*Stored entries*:
----

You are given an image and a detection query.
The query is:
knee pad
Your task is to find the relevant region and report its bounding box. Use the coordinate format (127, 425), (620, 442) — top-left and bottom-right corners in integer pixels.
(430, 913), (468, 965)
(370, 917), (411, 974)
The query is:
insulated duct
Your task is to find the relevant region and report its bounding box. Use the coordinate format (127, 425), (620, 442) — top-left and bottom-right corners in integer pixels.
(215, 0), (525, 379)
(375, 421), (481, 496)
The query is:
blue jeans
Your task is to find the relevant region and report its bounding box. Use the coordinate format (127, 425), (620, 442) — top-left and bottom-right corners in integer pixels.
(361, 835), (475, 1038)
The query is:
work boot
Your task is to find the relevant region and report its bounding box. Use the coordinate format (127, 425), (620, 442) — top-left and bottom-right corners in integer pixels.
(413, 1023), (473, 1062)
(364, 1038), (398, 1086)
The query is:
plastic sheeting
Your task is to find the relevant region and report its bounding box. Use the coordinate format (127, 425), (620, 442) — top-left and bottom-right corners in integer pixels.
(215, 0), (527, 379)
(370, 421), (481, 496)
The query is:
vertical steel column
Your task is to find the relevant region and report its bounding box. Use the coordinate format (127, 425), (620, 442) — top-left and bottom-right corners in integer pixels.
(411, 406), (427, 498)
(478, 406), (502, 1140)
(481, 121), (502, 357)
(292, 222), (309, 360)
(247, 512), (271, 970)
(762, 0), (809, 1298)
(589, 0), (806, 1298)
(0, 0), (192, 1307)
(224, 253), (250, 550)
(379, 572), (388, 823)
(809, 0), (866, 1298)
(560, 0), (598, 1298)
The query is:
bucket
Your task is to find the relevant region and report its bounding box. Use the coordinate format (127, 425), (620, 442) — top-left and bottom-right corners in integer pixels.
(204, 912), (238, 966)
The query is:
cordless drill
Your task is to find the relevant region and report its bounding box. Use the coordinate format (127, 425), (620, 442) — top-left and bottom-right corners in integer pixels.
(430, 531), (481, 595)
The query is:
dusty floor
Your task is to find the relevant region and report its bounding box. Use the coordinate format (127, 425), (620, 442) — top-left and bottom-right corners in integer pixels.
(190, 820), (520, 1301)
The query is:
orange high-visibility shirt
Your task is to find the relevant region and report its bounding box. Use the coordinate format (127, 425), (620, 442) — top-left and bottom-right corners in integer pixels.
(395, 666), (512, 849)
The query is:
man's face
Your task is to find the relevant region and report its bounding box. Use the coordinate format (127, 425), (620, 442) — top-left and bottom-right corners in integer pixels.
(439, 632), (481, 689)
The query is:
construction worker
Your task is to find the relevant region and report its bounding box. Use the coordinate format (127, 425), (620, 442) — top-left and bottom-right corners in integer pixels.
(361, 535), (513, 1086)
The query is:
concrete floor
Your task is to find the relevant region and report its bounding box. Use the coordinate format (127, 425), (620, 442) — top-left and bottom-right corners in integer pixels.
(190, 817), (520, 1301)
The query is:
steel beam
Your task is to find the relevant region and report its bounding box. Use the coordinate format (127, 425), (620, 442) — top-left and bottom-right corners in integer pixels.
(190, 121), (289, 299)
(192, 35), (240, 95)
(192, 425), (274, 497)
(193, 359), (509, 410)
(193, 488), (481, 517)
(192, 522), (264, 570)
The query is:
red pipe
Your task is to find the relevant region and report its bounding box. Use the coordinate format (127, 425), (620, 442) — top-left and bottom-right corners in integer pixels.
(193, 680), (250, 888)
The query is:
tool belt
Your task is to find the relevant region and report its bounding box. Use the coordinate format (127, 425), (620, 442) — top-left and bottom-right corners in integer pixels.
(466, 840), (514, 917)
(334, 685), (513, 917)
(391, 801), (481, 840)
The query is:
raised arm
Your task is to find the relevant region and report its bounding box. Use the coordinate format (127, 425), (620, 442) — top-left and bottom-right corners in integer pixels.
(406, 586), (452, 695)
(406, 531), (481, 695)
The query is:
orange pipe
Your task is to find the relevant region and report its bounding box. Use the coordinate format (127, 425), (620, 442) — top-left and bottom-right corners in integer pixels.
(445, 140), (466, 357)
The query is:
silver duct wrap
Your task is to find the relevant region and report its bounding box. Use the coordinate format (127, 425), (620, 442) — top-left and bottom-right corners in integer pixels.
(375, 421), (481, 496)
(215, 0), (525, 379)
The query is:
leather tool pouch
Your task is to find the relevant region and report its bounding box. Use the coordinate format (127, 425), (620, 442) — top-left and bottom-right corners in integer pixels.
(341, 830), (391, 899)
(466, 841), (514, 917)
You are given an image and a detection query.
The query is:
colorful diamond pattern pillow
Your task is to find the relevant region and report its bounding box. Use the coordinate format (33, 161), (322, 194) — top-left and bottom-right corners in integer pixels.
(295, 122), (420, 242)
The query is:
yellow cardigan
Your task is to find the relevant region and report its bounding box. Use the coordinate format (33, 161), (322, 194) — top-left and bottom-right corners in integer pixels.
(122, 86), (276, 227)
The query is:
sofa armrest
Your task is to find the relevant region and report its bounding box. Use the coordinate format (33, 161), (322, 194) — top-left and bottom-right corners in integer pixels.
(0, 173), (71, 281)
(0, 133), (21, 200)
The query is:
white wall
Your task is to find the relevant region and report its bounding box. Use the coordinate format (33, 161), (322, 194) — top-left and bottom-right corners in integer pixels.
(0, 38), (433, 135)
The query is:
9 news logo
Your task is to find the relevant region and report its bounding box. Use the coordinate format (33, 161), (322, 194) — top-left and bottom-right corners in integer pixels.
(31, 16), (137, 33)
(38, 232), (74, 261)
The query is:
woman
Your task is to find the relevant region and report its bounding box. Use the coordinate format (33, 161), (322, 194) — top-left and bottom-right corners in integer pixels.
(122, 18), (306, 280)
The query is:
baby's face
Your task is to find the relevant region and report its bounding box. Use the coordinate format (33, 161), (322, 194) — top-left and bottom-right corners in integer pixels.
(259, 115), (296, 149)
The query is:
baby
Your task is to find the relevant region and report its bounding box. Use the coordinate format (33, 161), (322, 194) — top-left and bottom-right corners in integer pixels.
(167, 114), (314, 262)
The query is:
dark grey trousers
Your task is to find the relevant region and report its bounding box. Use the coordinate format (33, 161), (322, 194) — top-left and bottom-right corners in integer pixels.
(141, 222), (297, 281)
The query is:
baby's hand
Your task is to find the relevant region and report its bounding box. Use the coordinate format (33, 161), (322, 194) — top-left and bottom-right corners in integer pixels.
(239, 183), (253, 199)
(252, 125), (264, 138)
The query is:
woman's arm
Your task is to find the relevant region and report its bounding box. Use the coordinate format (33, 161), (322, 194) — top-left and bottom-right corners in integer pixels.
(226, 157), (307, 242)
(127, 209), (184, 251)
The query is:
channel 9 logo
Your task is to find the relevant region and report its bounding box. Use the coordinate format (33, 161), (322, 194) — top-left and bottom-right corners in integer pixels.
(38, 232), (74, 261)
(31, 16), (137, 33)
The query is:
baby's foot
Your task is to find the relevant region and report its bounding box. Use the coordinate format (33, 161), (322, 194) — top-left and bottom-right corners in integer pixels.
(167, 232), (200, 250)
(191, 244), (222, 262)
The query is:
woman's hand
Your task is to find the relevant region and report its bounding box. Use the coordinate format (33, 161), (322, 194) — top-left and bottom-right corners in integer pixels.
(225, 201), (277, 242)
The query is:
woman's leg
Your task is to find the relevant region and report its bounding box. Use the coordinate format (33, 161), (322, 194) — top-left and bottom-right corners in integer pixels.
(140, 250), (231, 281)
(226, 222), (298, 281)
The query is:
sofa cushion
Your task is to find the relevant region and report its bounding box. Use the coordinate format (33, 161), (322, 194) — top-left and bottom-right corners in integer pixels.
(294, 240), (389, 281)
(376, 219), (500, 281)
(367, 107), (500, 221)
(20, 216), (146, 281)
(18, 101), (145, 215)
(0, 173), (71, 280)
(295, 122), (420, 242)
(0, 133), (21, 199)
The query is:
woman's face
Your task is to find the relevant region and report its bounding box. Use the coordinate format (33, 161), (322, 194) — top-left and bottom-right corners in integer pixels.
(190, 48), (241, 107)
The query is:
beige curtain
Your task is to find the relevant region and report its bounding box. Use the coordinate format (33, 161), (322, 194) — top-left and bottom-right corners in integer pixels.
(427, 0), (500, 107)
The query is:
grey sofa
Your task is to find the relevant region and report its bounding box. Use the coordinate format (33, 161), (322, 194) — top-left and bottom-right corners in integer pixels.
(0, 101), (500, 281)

----

*Instruction*:
Copy out the records word for word from the beginning through the line containing "(364, 1038), (398, 1086)", including that line.

*Answer to this exercise*:
You are given an image and a detection query.
The query is:
knee pad
Your task is to find the relevant region and report its bounding box. Use the coordinate format (127, 425), (620, 442) — top-left and bottom-right corners in integer pixels.
(430, 913), (468, 965)
(370, 917), (411, 974)
The query is:
insulated duct
Your task is to find the relevant region and report its bounding box. Use the coordinate format (127, 425), (620, 442) — top-left and bottom-right corners in integer pixels.
(215, 0), (525, 379)
(375, 421), (481, 496)
The query is:
blue jeans
Your task is to find the relevant region and report its bounding box. Use the coordinate format (127, 425), (620, 442) — top-left and bottom-right corners in integer pixels.
(361, 835), (475, 1038)
The query is:
work boot
Your task is to find the relevant region and report its bounding box. Use the coordinate format (127, 425), (620, 442) — top-left and bottom-right corners in integer pixels.
(413, 1023), (473, 1062)
(364, 1038), (398, 1086)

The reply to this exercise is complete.